To do: Set down exactly the lines below, starting at the one that contains "Query: man's pants" and ending at the one that contains "Annotate the hat", with both of those lines included and nothing else.

[Start of Attachment]

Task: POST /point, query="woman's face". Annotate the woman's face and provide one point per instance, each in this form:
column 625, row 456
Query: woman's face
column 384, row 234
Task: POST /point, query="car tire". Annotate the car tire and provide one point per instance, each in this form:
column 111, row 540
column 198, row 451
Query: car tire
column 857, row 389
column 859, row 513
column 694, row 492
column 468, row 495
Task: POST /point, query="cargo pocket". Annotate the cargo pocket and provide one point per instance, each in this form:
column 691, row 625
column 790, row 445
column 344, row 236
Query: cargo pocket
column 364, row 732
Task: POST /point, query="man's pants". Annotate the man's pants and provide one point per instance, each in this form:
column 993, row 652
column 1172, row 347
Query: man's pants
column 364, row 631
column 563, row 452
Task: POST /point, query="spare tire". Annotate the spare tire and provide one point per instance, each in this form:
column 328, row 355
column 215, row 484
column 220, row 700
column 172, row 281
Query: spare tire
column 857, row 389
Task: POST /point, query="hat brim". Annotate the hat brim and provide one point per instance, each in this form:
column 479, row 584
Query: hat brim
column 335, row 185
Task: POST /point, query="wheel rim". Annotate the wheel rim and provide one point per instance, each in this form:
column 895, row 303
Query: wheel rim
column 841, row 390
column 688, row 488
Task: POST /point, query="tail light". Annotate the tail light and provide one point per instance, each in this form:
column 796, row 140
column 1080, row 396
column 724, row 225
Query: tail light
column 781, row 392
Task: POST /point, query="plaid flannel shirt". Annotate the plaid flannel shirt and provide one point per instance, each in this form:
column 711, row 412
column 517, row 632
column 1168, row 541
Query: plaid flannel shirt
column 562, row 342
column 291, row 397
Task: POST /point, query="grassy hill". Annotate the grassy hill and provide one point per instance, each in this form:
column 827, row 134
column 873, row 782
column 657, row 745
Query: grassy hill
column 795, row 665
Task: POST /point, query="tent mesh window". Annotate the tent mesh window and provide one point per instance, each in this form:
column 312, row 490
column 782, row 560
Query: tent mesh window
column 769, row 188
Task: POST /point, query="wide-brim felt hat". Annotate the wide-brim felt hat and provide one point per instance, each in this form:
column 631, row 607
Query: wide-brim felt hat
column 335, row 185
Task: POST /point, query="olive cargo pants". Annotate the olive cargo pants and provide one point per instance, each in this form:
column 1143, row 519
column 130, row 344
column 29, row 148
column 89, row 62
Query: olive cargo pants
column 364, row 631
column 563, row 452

[End of Attachment]

Answer box:
Query: man's pants
column 364, row 631
column 563, row 452
Task: POST /point, query="spare tire". Annotate the spare tire and provide one point per instance, each in this form:
column 328, row 355
column 215, row 484
column 220, row 700
column 172, row 281
Query: spare tire
column 857, row 389
Task: POST /point, query="hat brim". Annotate the hat brim and provide one point per instance, each in this form:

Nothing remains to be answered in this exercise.